───── Reading text ─────

Devastating floods have been on-going in Iran since mid-March, which have already claimed the lives of 70 people by the 10th of April, and injured another 1,076. 24 out of Iran’s 31 provinces have been affected, suffering significant damage to roads and infrastructure, including water services and agricultural lands. Rains had initially flooded the Golestan Province in the north-east of the country, and subsequently spread north and east. Fresh downpours in April in the southwest province of Khuzestan caused further devastation, with tens of thousands displaced, and thousands of houses destroyed.
The province has now been declared in a state of emergency. Hundreds of millions of dollars worth of damage is thought to have been suffered. Extensive rescue operations are being undertaken by the International Federation of Red Cross and the Iranian Red Crescent to evacuate those in villages thought to be most at risk. 500,000 people reported to have been displaced from their homes, while up to 2 million are in need of assistance.
CNN reports, “Red Crescent volunteers and staff have evacuated hundreds of people to safety, and have distributed food and items such as tents, blankets and health kits to tens of thousands of people,” stated the organization’s Middle East and North Africa regional director of the International Federation of the Red Cross and Red Crescent, Sayed Hashem. The Middle East Eye quoted further comments by Hashem, which he made to the NYT, “Iran is under water… The scale of this crisis means that more help is needed.”
Indeed, the Red Crescent divulged in a statement, “No foreign cash help has been given to the Iranian Red Crescent society. With attention to the inhuman American sanctions, there is no way to send this cash assistance.”
More cash aid has been prevented from arriving however, by the harsh U.S. sanctions imposed on Iran by the Trump administration. International donors have attempted to help by sending physical supplies. The German Red Cross sent 40 inflatable boats and rescue equipment, while Kuwait supplied emergency food, medicine and water pumps, as reported by the Middle East Eye. Other contributors include Afghanistan, Azerbaijan, Switzerland, and Norway. The U.N. has announced the opening of a special financial channel to help donations reach the bank accounts of the Iranian Red Crescent and by-pass U.S. sanctions.

───── Data section ─────

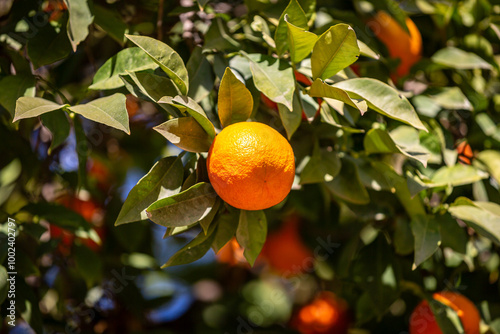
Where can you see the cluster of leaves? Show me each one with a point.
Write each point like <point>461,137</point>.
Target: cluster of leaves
<point>375,159</point>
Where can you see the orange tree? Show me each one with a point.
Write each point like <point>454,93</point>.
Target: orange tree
<point>383,208</point>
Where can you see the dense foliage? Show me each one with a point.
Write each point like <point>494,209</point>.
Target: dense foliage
<point>397,152</point>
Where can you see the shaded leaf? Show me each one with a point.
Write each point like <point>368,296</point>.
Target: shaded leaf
<point>347,184</point>
<point>321,89</point>
<point>335,49</point>
<point>166,57</point>
<point>300,42</point>
<point>13,87</point>
<point>110,110</point>
<point>163,180</point>
<point>185,103</point>
<point>185,133</point>
<point>274,78</point>
<point>127,60</point>
<point>235,102</point>
<point>382,98</point>
<point>294,14</point>
<point>201,76</point>
<point>427,238</point>
<point>251,233</point>
<point>27,107</point>
<point>194,250</point>
<point>185,208</point>
<point>80,17</point>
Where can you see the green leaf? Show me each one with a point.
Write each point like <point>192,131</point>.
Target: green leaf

─────

◆ Required actions:
1. From the article on the Iran floods, list every item that Red Crescent volunteers and staff are said to have distributed.
2. Extend the article on the Iran floods by writing what comes after its final sentence.
The records are not needed for these tasks.

◆ Responses:
1. Food, tents, blankets and health kits.

2.
However, alongside the sanctions, a lack of preparedness by the Iranian regime has stalled relief efforts. No national insurance fund currently exists, which stops those affected being able to mitigate the damage caused. A similar situation had been highlighted by the 2017 earthquake, when calls had been made to establish an emergency fund for relief. The Governor for Golestan Province had been fired for failing to return from holiday to help coordinate relief efforts. Reuters reports that Iranian infrastructure has resulted in the aftereffects of floods to be worse than it could be, with a lack of maintenance of flood relief channels.
Al Jazeera reported comments made by Gholamreza Soleimani, head of Central Insurance of Iran, who stated, “I call on all relating entities to regard the bill to establish a natural disasters insurance fund much more seriously as it can be very consequential.” The U.S. should relax sanctions on Iran and allow financial aid to help those affected by the natural disaster, as it is not only those in power who are at risk, but also the average citizen. Similarly, Iran must work to better administer water infrastructure in the country to prevent the impact of these natural disasters from spiralling out of control.